_Point annotation records:_
====================

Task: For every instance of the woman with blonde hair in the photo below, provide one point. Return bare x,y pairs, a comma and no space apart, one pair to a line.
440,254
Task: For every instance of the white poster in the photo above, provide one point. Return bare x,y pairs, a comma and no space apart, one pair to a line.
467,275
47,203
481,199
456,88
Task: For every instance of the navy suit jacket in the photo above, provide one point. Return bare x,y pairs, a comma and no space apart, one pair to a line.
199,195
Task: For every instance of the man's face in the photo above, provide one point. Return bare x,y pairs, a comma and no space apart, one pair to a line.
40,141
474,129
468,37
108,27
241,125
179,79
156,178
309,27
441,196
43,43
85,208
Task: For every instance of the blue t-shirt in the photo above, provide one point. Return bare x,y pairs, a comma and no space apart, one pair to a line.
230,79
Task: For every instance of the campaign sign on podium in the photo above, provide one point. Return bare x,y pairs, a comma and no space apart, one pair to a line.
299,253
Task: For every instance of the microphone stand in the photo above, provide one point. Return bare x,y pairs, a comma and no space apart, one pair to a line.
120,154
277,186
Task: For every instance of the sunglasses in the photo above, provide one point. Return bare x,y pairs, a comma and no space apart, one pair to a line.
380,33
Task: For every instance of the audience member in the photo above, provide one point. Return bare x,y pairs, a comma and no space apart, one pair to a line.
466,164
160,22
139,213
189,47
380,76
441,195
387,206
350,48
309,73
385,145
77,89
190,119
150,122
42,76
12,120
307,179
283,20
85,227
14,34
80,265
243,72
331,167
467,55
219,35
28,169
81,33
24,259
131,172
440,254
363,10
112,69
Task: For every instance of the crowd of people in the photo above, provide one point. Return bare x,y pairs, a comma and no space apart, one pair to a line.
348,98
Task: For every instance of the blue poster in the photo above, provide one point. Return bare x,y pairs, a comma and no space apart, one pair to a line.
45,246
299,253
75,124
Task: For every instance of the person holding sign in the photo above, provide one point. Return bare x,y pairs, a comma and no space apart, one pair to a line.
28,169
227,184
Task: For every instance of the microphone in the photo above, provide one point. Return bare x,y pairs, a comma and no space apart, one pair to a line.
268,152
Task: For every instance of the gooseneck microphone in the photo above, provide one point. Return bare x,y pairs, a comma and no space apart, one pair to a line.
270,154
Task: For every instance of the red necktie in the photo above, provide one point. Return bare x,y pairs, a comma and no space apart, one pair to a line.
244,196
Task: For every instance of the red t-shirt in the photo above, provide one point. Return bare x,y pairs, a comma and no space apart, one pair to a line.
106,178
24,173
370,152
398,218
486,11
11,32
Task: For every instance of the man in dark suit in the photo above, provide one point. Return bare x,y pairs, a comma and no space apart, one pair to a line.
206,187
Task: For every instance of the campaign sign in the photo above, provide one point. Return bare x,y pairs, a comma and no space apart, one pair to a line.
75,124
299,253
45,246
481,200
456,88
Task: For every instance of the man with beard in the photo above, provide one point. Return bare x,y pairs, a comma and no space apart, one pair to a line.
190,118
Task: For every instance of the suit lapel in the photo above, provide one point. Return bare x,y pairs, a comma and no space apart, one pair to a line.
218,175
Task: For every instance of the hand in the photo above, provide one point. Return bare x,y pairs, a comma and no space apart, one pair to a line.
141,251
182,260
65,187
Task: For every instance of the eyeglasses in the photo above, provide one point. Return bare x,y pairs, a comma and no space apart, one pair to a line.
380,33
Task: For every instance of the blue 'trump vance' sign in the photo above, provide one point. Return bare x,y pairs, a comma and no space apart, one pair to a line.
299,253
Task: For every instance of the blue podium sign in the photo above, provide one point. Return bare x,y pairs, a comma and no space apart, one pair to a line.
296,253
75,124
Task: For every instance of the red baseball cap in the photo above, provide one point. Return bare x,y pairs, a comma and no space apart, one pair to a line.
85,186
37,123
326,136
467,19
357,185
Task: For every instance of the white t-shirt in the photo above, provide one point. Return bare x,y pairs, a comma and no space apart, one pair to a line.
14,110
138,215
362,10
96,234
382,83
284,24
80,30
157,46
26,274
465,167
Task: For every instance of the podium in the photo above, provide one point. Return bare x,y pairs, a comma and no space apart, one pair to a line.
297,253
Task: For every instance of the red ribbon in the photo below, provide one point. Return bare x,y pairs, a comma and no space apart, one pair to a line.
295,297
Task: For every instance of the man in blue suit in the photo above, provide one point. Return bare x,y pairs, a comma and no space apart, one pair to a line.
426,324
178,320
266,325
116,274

====================

_TASK DETAILS:_ Can you restate every record above word for word?

_TASK RESULT:_
Task: For every instance of the woman with blonde hair in the photo below, provide one point. Return bare x,y pairs, a comma and no space apart, one pair to a line.
440,254
Task: For every instance of the white poster in the photo above, provide one point. Return bare x,y pairs, a comma and no space apart, one pair to a line.
467,275
47,203
481,199
456,88
Task: For every instance of the navy suit jacket in the photo above, provide one point. Return bare x,y pairs, a comma and no space apart, one pair to a line.
199,195
Task: For every instance of the man's face in the photo above, provide one point. Return bare x,y pairs, a comma and no space apart, one pair to a line.
40,141
474,129
468,37
108,27
241,125
179,79
156,178
309,27
441,196
43,43
85,208
Task: For every instance of the blue t-shirt in the photo above, provide one point. Return bare x,y pairs, a comma and no space apart, one pair to a line.
230,79
Task: For every instance of the campaign sign on podium in the photo above, provide one point. Return bare x,y pairs, a comma and no space apart, one pair to a line.
299,253
Task: For every instance of the microphone stand in the photo above, provide one point. Return bare x,y pairs, a comma and no space apart, one pair to a line.
120,154
277,186
Task: For every instance of the sunglasses in the photo above, provide one point. Return bare x,y pairs, a comma and no space apart, one pair to a line.
380,33
Task: For every instance of the audience member in the photo above, provide one point. Return bare x,y pairs, a comma and no space apart, one pair to a line.
466,164
160,22
139,213
189,47
380,76
441,195
387,206
350,48
309,73
385,145
77,89
190,119
150,122
42,76
12,120
307,179
283,20
85,227
14,34
80,265
243,72
331,167
467,55
219,35
28,169
81,33
24,259
131,172
440,254
363,10
112,69
Task: For every instance of the crowd of people in the photo above, provide one point. Return bare x,y pairs, a comma and no space apart, one pair to a line.
348,98
Task: For every instance of the blue poster in the photo above, provide one point. Return bare x,y pairs, a comma and no space apart, one pair to a line.
45,246
299,253
75,124
Task: For every instance of the person holding sign in the photo above, provide one point. Return bare x,y pairs, a comma and no space apart, one pair to a line.
28,169
227,184
Task: For every instance of the microphone in the photo above, provide one point. Return bare x,y pairs, a comma and no space apart, one pair to a line.
268,152
Task: For every instance of the gooseneck microphone in the photo above, provide one point. Return bare x,y pairs, a comma and no space apart, one pair to a line.
270,154
Task: For every instance of the red necktie in the photo above, provide one point. Return bare x,y pairs, a comma and no space apart, one pair to a line.
244,196
Task: For every instance of the red t-shirt in the photo above, provide one point. Return bare x,y pairs, a comma and no space apart, one pair to a line.
106,178
24,173
370,152
398,218
486,11
11,32
Task: For every instance of the man in dark suit in the photo above, provide one point. Return bare x,y pairs, a comma and no space apart, one pair to a line.
206,187
Task: For every instance of the campaign sign in the photo above, provide one point. Return bare x,y pairs, a comma and no space apart, one pair to a line.
75,124
299,253
45,246
481,200
456,88
Task: For every instance of the man with beard in the photo above, provide one point. Return bare x,y pairs, a comma and no space apart, one pair to a line.
190,118
Task: For every instance of the suit lapel in the photo above, provide one point. Return bare x,y pairs, a comma and no space apart, one pair to a line.
218,175
Task: For every instance of the hand in the photo above, provide one point. Return bare x,y pairs, a comma and no space apart, one pair to a line.
141,251
182,260
65,187
Task: For every instance of the eyeglasses in the photo above, provide one point. Return bare x,y pairs, a comma and no space apart, one pair to a line.
380,33
Task: For every instance of the blue 'trump vance' sign in the photo above, provide one point. Return bare x,y pairs, a comma and no space apart, one pair to a line.
299,253
Task: For every instance of the blue podium sign in the photo above, provide one point. Return bare x,y pairs, a comma and no space apart, one pair to a line.
296,253
75,124
Task: For every instance of the red baseball cap in the photo above, provide one point. Return bare x,y pairs, a comma and no space apart, one pair to a line.
85,186
37,123
326,136
467,19
357,185
Task: For every instance of the white t-shirt in the photo above, provide one point. Return bare x,y pairs, a comma and no space apart, one pair to a line.
14,110
138,215
362,10
96,234
382,83
284,24
80,30
157,46
26,274
465,167
Task: For every instance of the podium in the photo above, provide one point. Return bare x,y pairs, a comma and no space apart, one pair to a line.
297,253
Task: For every instance of the red ribbon in the photo below, provide one point. Return bare x,y pairs, a comma and no space apart, one pair to a line.
295,297
Task: For every instance of the man in blue suit in the photo above, provide one point. Return bare x,y pairs, a comma and no space apart, one pair to a line.
426,324
178,320
266,325
116,274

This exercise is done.